[Information shown start]

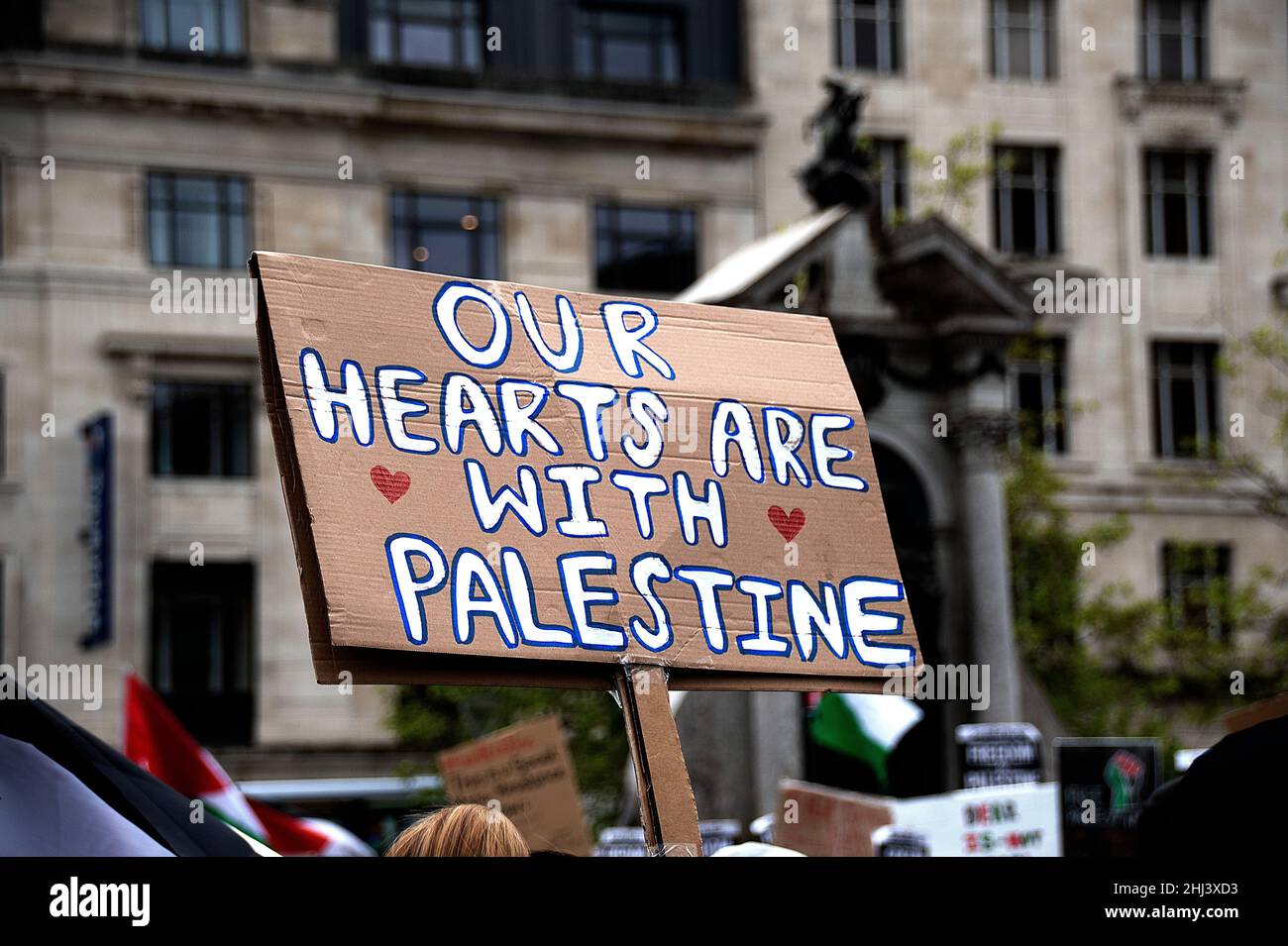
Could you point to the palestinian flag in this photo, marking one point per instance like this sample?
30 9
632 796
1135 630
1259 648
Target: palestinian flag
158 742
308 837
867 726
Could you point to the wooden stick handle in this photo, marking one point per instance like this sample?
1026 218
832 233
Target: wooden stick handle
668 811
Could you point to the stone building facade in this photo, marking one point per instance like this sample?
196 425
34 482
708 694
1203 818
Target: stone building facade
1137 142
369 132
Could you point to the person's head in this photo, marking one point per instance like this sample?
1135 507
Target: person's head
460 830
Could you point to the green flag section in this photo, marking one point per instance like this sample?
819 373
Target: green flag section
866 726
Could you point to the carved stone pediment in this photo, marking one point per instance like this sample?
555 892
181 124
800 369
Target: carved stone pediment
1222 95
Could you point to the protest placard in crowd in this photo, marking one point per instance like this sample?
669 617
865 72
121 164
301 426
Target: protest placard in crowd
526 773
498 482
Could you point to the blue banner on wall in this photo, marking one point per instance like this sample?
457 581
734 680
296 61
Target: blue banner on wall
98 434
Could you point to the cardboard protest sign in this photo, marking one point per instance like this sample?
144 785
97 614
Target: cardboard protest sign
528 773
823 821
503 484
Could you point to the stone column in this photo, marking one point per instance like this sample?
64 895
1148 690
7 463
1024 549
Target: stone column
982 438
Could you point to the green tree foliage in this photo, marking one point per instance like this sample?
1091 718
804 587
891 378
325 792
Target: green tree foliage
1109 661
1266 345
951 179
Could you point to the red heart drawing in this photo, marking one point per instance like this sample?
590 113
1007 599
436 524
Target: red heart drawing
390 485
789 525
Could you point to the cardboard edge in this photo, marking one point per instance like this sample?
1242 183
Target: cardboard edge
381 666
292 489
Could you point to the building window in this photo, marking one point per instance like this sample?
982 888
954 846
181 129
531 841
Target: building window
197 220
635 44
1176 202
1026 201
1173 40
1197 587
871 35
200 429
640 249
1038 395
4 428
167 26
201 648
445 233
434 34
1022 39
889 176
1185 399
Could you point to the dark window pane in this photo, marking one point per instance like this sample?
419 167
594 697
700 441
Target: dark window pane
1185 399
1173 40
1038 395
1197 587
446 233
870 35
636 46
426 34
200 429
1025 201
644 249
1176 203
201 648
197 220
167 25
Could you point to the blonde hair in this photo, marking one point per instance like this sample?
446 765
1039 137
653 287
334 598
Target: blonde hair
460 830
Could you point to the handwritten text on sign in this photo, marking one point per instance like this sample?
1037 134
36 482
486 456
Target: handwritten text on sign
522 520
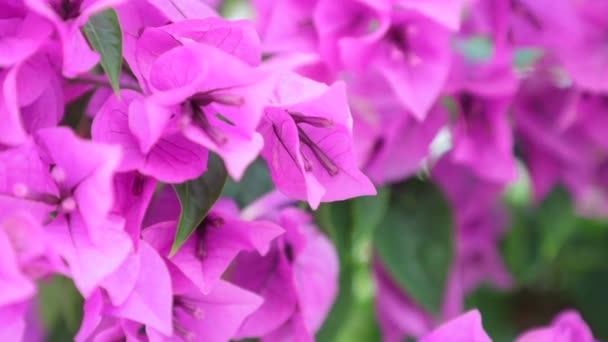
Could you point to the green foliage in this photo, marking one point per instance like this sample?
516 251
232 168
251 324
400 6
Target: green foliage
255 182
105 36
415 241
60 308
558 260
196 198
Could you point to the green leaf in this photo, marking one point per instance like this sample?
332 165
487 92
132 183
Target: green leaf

[Information shown end]

# Exercise requirements:
Take the listing above and print it exactly, apart from the pictures.

# Complete output:
Could you point to the palestinian flag in this photo, marking one point per instance like this sample?
30 9
632 796
1135 630
1259 648
Target: palestinian flag
158 742
308 837
867 726
Could you point to the wooden stick handle in this photo, marking one point per instance like this sample?
1026 218
832 233
Target: wooden stick handle
668 811
Could you point to the stone building facade in this photo, marking one point per instance like this sample?
196 425
34 482
708 694
1203 818
Target: stone building facade
1137 142
369 132
Could you point to the person's head in this photo, marking one point per instance like this sample?
1135 507
Target: person's head
460 830
Could you point to the green flag section in this photo, marking one point per instance like this sample?
819 373
Target: green flag section
866 726
Could you point to the carved stone pediment in this photo, marking one point per instance like this sample?
555 892
181 124
800 369
Target: carved stone pediment
1222 95
Could you point to the protest placard in crowd in this photo, marking one point per instance like this sample?
669 617
865 72
121 164
301 426
Target: protest placard in crowd
526 773
498 482
Could you point to the blue banner on wall in this photo, marking one point per instance like this sample?
457 581
734 680
296 61
Target: blue banner on wall
98 434
Could you point to the cardboard protest sign in this photo, marking one point per instance like this sample?
144 785
97 614
Target: cardboard protest sign
528 773
823 821
503 484
Could you point to the stone column in this photo, marking one point per instance like this sample?
64 895
1148 690
7 463
1024 549
Target: stone column
982 438
Could you point to the green tree foliage in this photo, marking one point per instance like this sample?
1091 718
804 587
891 378
325 792
Target: green tree foliage
1109 661
1266 345
951 179
Could you point to the red heart drawing in this photo, marking one point per instance like this sample?
590 113
1007 599
436 524
Target: red heart drawing
390 485
789 525
Could you point to the cardboard edge in this photo, marking one point per instance like this sample?
1242 183
Target: cardboard edge
381 666
292 489
Could you point to the building window in this photo, marking one point per instance like this sample?
982 888
954 846
181 129
531 841
Target: building window
197 220
635 44
1176 202
1026 201
1173 40
1197 587
871 35
200 429
640 249
1038 395
4 428
167 26
201 648
445 233
434 34
1022 39
889 176
1185 399
Could you point to the dark window pane in this photo, marking one point per instance like this sample?
419 167
594 697
700 441
Target: dark window pane
1185 399
1173 40
1038 395
1197 587
446 233
870 35
636 46
426 34
200 429
1025 201
644 249
1176 203
201 648
197 220
167 25
Could you point to the blonde hair in this photo, marking one point per instance like this sample?
446 765
1039 137
653 287
334 598
Target: blonde hair
460 830
Could you point to the handwritten text on sign in this photo, marking one point per instance like this sample?
1037 134
36 482
486 456
Target: handwritten text on sign
522 520
Could you point to the green foliage in this photo, marking one point per instance like this sample?
516 251
232 168
251 324
400 6
Target: green foliage
255 182
105 36
415 241
60 308
558 260
196 198
Could you point to the green leaf in this photo, marking one point per instance like this sample?
332 165
487 92
132 183
Target: green leaf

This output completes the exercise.